[Begin]

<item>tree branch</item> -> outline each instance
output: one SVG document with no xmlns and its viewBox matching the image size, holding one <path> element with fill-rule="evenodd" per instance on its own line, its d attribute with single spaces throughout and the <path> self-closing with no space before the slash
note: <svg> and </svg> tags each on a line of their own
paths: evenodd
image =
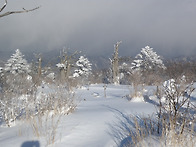
<svg viewBox="0 0 196 147">
<path fill-rule="evenodd" d="M 0 9 L 0 12 L 3 11 L 3 9 L 7 6 L 7 0 L 5 0 L 5 4 L 3 5 L 3 7 Z M 40 7 L 36 7 L 36 8 L 33 8 L 33 9 L 25 9 L 23 8 L 23 10 L 21 11 L 8 11 L 6 13 L 3 13 L 3 14 L 0 14 L 0 18 L 1 17 L 4 17 L 4 16 L 7 16 L 7 15 L 11 15 L 11 14 L 16 14 L 16 13 L 27 13 L 27 12 L 30 12 L 30 11 L 34 11 L 36 9 L 39 9 Z"/>
<path fill-rule="evenodd" d="M 0 9 L 0 12 L 3 11 L 3 9 L 5 9 L 6 6 L 7 6 L 7 0 L 5 0 L 5 4 L 4 4 L 3 7 Z"/>
</svg>

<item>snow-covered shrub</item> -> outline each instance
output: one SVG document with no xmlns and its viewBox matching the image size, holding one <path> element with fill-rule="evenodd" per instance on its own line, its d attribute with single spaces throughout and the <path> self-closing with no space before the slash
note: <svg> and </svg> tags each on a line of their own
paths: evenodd
<svg viewBox="0 0 196 147">
<path fill-rule="evenodd" d="M 37 113 L 48 111 L 59 114 L 69 114 L 76 107 L 74 92 L 70 92 L 63 85 L 43 83 L 39 88 L 35 100 Z"/>
<path fill-rule="evenodd" d="M 166 131 L 175 134 L 182 134 L 185 130 L 190 130 L 190 124 L 194 124 L 195 115 L 190 113 L 195 111 L 191 102 L 191 94 L 195 89 L 193 83 L 187 84 L 186 77 L 178 80 L 170 79 L 163 83 L 162 95 L 160 98 L 158 118 L 164 119 Z"/>
<path fill-rule="evenodd" d="M 4 68 L 5 72 L 11 73 L 13 75 L 29 73 L 30 66 L 27 63 L 26 59 L 24 59 L 23 57 L 24 55 L 22 55 L 20 50 L 17 49 L 5 64 L 5 68 Z"/>
<path fill-rule="evenodd" d="M 73 73 L 73 78 L 81 78 L 82 79 L 82 84 L 85 81 L 85 79 L 88 79 L 89 75 L 92 73 L 92 64 L 90 61 L 85 58 L 84 56 L 80 56 L 78 61 L 76 62 L 76 68 L 74 73 Z"/>
<path fill-rule="evenodd" d="M 27 93 L 32 80 L 29 79 L 30 65 L 24 59 L 19 49 L 8 59 L 4 67 L 6 78 L 6 91 L 14 93 Z"/>
<path fill-rule="evenodd" d="M 1 116 L 8 126 L 19 118 L 33 93 L 30 66 L 19 49 L 4 67 L 5 84 L 0 101 Z"/>
</svg>

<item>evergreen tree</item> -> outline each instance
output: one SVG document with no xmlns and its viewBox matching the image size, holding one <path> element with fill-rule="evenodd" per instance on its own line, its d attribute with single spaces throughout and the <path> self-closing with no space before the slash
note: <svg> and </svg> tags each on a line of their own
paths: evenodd
<svg viewBox="0 0 196 147">
<path fill-rule="evenodd" d="M 153 51 L 153 48 L 146 46 L 142 48 L 141 52 L 135 57 L 136 59 L 132 62 L 133 71 L 156 71 L 159 69 L 165 69 L 163 61 L 160 56 Z"/>
<path fill-rule="evenodd" d="M 77 69 L 74 71 L 73 77 L 84 76 L 88 77 L 91 74 L 91 63 L 84 56 L 80 56 L 76 62 Z"/>
<path fill-rule="evenodd" d="M 30 66 L 27 63 L 26 59 L 23 58 L 24 55 L 20 52 L 19 49 L 11 56 L 11 58 L 5 64 L 5 72 L 11 73 L 14 75 L 18 74 L 27 74 L 30 72 Z"/>
</svg>

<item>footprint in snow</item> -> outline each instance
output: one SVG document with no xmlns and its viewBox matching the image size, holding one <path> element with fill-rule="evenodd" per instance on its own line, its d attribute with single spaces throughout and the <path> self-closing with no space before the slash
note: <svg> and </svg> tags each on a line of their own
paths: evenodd
<svg viewBox="0 0 196 147">
<path fill-rule="evenodd" d="M 99 93 L 97 93 L 97 92 L 93 92 L 91 95 L 94 97 L 99 97 Z"/>
</svg>

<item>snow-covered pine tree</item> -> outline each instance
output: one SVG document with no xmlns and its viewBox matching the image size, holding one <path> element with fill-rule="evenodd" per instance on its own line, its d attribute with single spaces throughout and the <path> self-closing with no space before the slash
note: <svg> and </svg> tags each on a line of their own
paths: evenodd
<svg viewBox="0 0 196 147">
<path fill-rule="evenodd" d="M 77 69 L 74 71 L 73 77 L 88 77 L 91 74 L 92 64 L 84 56 L 80 56 L 76 62 Z"/>
<path fill-rule="evenodd" d="M 119 79 L 119 57 L 118 57 L 118 49 L 119 49 L 119 45 L 122 43 L 122 41 L 117 42 L 114 45 L 114 54 L 113 54 L 113 58 L 111 60 L 112 63 L 112 79 L 113 79 L 113 83 L 114 84 L 119 84 L 120 83 L 120 79 Z"/>
<path fill-rule="evenodd" d="M 13 75 L 28 74 L 31 71 L 27 60 L 24 59 L 24 55 L 22 55 L 19 49 L 16 49 L 16 52 L 7 61 L 4 70 L 6 73 Z"/>
<path fill-rule="evenodd" d="M 160 56 L 153 51 L 153 48 L 146 46 L 137 54 L 136 59 L 132 62 L 133 71 L 156 71 L 157 69 L 166 69 Z"/>
<path fill-rule="evenodd" d="M 31 84 L 29 78 L 30 65 L 24 59 L 19 49 L 8 59 L 4 67 L 6 78 L 6 89 L 13 93 L 22 94 L 27 92 Z"/>
</svg>

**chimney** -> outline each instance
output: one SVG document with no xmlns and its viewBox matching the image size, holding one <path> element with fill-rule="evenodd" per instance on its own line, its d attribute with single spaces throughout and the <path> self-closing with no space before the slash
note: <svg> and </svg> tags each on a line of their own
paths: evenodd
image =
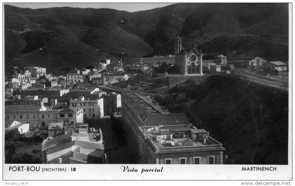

[End]

WORK INSTRUCTIONS: Rescale the lines from the line with "<item>snow-covered pine tree</item>" to the line with "13 75 L 28 74", both included. Write them all out again with the requests unchanged, multiply every viewBox value and path coordinate in the answers by 2.6, and round each result to a whole number, with halves going up.

RESULT OF THE TASK:
<item>snow-covered pine tree</item> -> outline each instance
output: one SVG document with no xmlns and its viewBox matching the image size, holding one <path> element with fill-rule="evenodd" per instance on its own line, its d attribute with single spaces throughout and the <path> self-closing with no space before the slash
note: <svg> and </svg> tags each on a line of their own
paths: evenodd
<svg viewBox="0 0 510 382">
<path fill-rule="evenodd" d="M 200 179 L 192 185 L 190 200 L 229 200 L 237 192 L 239 166 L 218 146 L 208 146 L 198 161 Z"/>
<path fill-rule="evenodd" d="M 309 205 L 309 148 L 307 148 L 307 127 L 309 127 L 309 117 L 317 112 L 317 107 L 304 109 L 296 117 L 296 140 L 294 140 L 294 151 L 289 156 L 291 164 L 291 205 L 294 205 L 294 216 L 296 218 L 309 218 L 312 216 L 312 205 Z"/>
<path fill-rule="evenodd" d="M 34 195 L 73 192 L 81 185 L 70 156 L 62 153 L 62 143 L 57 143 L 49 127 L 42 127 L 42 135 L 18 159 L 10 182 L 16 190 Z"/>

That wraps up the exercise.